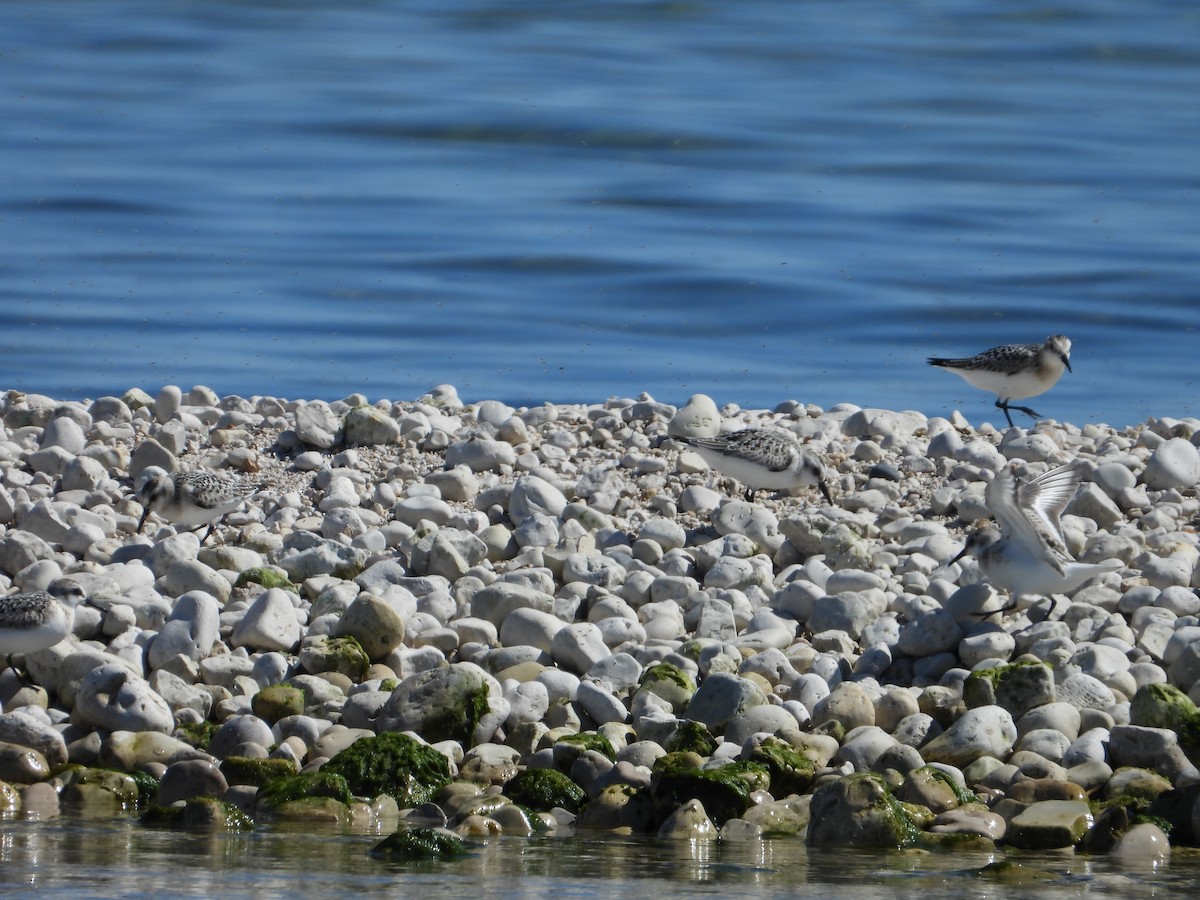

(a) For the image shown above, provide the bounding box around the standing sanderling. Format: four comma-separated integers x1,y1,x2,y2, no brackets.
674,428,833,503
950,460,1122,608
929,335,1072,426
0,578,88,666
134,466,262,544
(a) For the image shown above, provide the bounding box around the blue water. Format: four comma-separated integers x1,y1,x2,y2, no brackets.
0,0,1200,426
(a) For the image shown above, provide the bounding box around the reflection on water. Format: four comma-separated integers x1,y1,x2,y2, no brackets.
0,817,1200,900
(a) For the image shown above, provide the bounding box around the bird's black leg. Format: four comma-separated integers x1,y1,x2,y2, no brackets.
996,400,1013,428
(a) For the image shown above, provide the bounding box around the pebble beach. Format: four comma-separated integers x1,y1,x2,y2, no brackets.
0,385,1200,865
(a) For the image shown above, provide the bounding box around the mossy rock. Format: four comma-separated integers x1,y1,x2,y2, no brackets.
558,731,617,762
184,797,254,832
257,772,352,809
805,772,920,848
749,737,816,798
266,797,354,830
917,766,979,806
1129,684,1200,762
221,756,296,787
979,859,1061,887
918,832,996,853
962,660,1055,718
174,720,221,750
320,732,451,809
371,828,467,863
138,803,184,828
504,769,588,812
650,757,753,826
662,719,716,756
233,565,300,594
60,767,141,812
376,662,493,746
125,770,158,806
300,635,371,684
637,662,696,713
250,684,304,725
138,797,254,832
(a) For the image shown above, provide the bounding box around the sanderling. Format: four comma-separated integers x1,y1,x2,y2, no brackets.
0,578,86,666
950,460,1121,608
674,428,833,503
929,335,1070,425
134,466,262,544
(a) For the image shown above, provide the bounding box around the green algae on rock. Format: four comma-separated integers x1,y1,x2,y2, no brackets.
962,660,1055,719
300,635,371,682
371,828,467,863
504,769,588,812
138,797,254,832
221,756,296,787
650,754,753,826
250,684,304,725
805,773,920,847
746,737,816,798
257,777,354,809
60,766,142,814
233,565,300,594
662,719,716,756
376,662,499,746
637,662,696,713
320,732,451,808
557,731,617,761
1129,684,1200,763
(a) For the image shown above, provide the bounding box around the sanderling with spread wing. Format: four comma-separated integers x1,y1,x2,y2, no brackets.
134,466,262,544
674,428,833,503
929,335,1072,425
950,460,1122,608
0,578,86,666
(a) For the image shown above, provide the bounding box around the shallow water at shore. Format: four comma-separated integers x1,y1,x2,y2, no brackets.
0,0,1200,426
0,815,1200,900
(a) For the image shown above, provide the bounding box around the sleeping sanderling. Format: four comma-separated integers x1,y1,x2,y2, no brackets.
950,460,1122,608
929,335,1070,425
134,466,262,544
674,428,833,503
0,578,86,665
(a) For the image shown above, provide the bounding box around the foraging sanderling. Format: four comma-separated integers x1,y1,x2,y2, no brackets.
929,335,1072,425
674,428,833,503
0,578,88,665
134,466,262,544
950,460,1122,608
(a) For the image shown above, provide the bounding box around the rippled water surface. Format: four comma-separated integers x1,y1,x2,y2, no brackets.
0,0,1200,425
0,817,1200,900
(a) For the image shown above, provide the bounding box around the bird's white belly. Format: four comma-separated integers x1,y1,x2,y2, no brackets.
695,446,799,491
163,500,232,528
0,606,74,656
953,368,1061,400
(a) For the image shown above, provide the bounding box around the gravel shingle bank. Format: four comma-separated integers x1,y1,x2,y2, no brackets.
0,386,1200,858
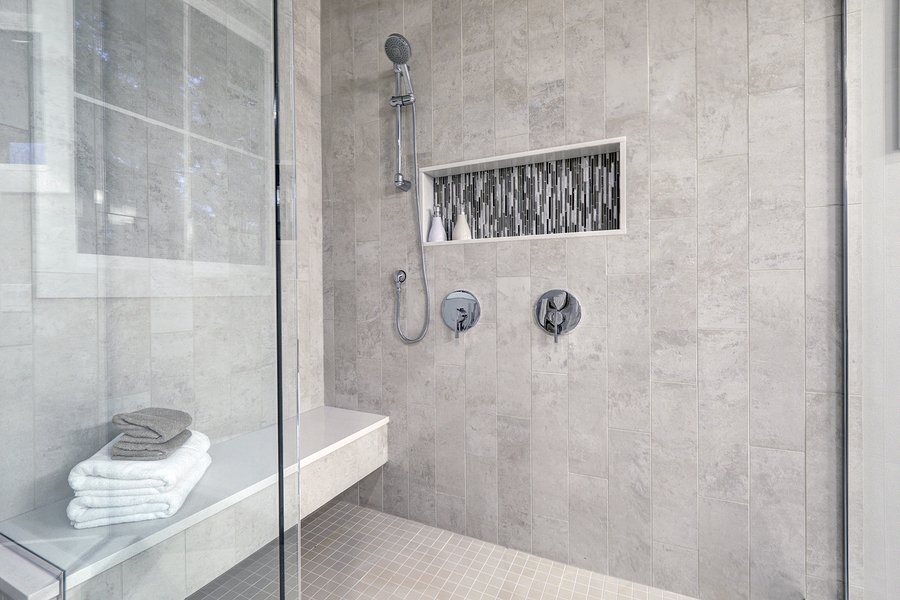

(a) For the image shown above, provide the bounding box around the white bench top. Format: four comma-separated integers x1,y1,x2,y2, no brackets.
0,407,388,588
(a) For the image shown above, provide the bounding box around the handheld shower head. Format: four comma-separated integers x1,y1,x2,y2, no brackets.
384,33,412,66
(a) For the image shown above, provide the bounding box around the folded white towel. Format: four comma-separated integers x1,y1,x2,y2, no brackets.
69,431,209,496
66,454,212,529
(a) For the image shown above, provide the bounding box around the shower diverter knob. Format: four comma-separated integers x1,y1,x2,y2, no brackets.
534,289,581,343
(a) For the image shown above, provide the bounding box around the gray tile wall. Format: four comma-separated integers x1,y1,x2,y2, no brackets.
0,0,312,520
322,0,841,600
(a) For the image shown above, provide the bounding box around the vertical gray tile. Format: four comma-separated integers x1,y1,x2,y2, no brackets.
494,0,528,142
750,271,805,450
567,473,609,573
101,298,150,398
566,237,606,326
435,492,466,535
122,534,187,600
653,542,698,597
531,373,568,520
359,469,384,510
698,330,750,503
750,448,806,600
497,416,532,552
495,276,533,418
435,365,466,496
699,498,750,600
528,0,566,148
697,0,748,159
609,429,653,585
750,87,805,269
408,396,436,525
806,394,844,582
747,0,803,92
564,0,606,144
568,325,608,477
652,383,698,549
466,452,499,543
697,154,750,329
0,346,35,520
650,218,697,383
462,0,495,158
650,49,697,219
806,206,843,392
607,274,650,431
531,514,569,563
803,16,844,206
648,0,696,58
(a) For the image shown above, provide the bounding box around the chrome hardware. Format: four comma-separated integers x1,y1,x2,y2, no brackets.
534,289,581,344
441,290,481,339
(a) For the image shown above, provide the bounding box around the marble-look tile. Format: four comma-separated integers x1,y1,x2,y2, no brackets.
564,0,606,144
698,330,750,503
650,48,697,219
497,416,532,552
495,276,533,418
750,271,805,450
122,533,187,600
566,473,609,573
650,218,697,383
528,0,566,148
0,346,35,520
66,565,123,600
806,206,844,392
435,492,466,535
803,16,844,206
697,0,748,159
435,364,466,496
494,0,528,138
697,155,750,329
806,393,844,582
465,323,497,458
149,331,194,407
607,275,650,432
566,237,606,326
651,383,698,549
750,447,806,600
0,194,32,284
184,508,237,594
531,514,569,563
699,498,750,600
750,105,804,269
609,429,653,585
653,542,699,597
747,0,804,93
531,373,568,516
100,298,151,397
494,239,531,276
567,325,608,477
648,0,696,58
145,0,184,127
359,469,384,510
466,452,499,543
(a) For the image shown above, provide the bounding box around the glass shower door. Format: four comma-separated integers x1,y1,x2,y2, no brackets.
0,0,296,600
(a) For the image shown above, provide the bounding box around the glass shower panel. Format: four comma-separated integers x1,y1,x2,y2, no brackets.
0,0,296,600
845,0,900,600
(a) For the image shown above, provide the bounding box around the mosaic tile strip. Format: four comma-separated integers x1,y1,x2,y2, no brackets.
434,152,620,239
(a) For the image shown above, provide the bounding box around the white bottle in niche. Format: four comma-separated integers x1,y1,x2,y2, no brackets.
428,205,447,242
453,209,472,240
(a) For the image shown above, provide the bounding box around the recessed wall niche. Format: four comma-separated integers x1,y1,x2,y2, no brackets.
419,138,625,245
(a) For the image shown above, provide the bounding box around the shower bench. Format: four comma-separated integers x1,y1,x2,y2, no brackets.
0,407,389,600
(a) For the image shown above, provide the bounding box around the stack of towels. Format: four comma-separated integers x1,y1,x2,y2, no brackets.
66,408,212,529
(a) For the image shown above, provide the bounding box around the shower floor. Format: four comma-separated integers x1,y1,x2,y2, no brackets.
190,502,693,600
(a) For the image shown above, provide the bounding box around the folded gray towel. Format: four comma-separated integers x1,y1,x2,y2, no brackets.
113,406,191,443
112,430,191,460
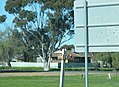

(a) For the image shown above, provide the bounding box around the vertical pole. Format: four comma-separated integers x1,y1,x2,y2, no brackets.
59,49,65,87
84,0,88,87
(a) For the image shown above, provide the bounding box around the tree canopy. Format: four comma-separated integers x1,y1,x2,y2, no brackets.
1,0,74,69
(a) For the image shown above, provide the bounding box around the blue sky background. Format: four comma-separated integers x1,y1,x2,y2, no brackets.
0,0,74,44
0,0,14,30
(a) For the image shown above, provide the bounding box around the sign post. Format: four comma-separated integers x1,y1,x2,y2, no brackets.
59,49,65,87
84,0,88,87
74,0,119,87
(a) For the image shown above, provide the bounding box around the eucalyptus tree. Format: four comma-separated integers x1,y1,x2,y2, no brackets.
5,0,74,69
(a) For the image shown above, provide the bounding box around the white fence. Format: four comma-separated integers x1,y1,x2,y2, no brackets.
11,62,58,68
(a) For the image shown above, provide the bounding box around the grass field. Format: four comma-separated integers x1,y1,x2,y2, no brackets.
0,75,119,87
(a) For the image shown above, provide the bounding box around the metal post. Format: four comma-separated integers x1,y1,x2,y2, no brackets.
59,49,65,87
84,0,88,87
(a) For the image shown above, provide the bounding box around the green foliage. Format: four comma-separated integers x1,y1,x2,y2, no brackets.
112,53,119,69
0,15,7,23
0,66,43,71
5,0,74,65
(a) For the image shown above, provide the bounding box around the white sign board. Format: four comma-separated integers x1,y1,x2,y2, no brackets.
74,0,119,52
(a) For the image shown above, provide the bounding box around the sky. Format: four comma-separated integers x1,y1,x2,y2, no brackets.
0,0,74,44
0,0,13,30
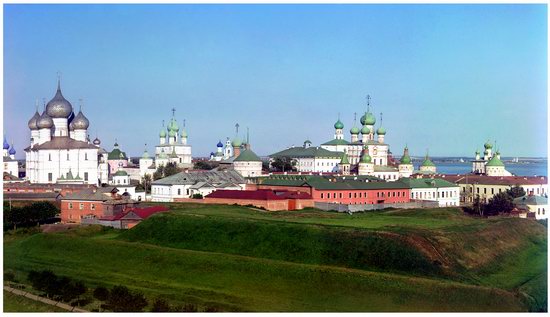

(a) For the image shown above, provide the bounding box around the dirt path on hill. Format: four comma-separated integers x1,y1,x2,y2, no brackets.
4,285,89,313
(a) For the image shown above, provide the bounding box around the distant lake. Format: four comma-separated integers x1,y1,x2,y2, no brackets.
430,160,548,176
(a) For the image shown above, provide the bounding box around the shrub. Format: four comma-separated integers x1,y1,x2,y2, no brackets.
151,298,172,312
94,286,109,302
106,285,147,312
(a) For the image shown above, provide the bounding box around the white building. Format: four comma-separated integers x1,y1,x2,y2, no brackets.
155,109,193,168
151,170,246,202
514,194,548,219
2,136,19,177
25,82,104,185
471,141,512,176
400,178,460,207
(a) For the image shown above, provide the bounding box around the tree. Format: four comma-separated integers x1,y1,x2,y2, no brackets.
506,185,526,199
271,156,296,172
485,192,514,215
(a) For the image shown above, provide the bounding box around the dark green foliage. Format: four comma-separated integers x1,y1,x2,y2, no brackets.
151,298,172,312
153,162,181,180
4,271,16,282
484,192,514,216
120,214,439,274
105,285,147,312
4,201,59,229
271,156,296,172
94,286,109,302
28,270,86,302
193,161,219,170
506,185,526,199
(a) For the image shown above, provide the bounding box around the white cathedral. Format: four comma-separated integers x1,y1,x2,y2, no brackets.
25,80,108,185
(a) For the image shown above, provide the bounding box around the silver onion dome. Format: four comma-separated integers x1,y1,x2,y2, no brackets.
36,111,53,129
71,111,90,130
46,81,73,118
29,111,40,130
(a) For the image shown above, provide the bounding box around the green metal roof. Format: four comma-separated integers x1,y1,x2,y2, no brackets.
322,139,349,145
399,178,459,188
107,149,128,160
340,153,349,164
269,146,343,159
233,150,262,162
485,155,504,167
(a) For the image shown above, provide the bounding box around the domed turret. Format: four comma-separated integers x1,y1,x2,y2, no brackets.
231,136,243,147
70,111,90,130
36,111,53,129
361,152,372,163
4,136,10,150
28,111,40,130
46,81,73,118
334,119,344,129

.....

What is needed:
Recast the part that opens with the line containing "around the recessed" and closes with the line containing "0,407,389,600" as a JSON list of strings, one string per line, with blank lines omitted.

Worked answer:
[
  "(a) For the image shown above, provide the bounding box around the recessed wall niche. Format: four comma-separated integers x1,y1,x2,y2, no brackets.",
  "419,138,625,245",
  "(a) For the image shown above, provide the bounding box around the shower bench. Format: four comma-separated integers x1,y1,x2,y2, no brackets.",
  "0,407,389,600"
]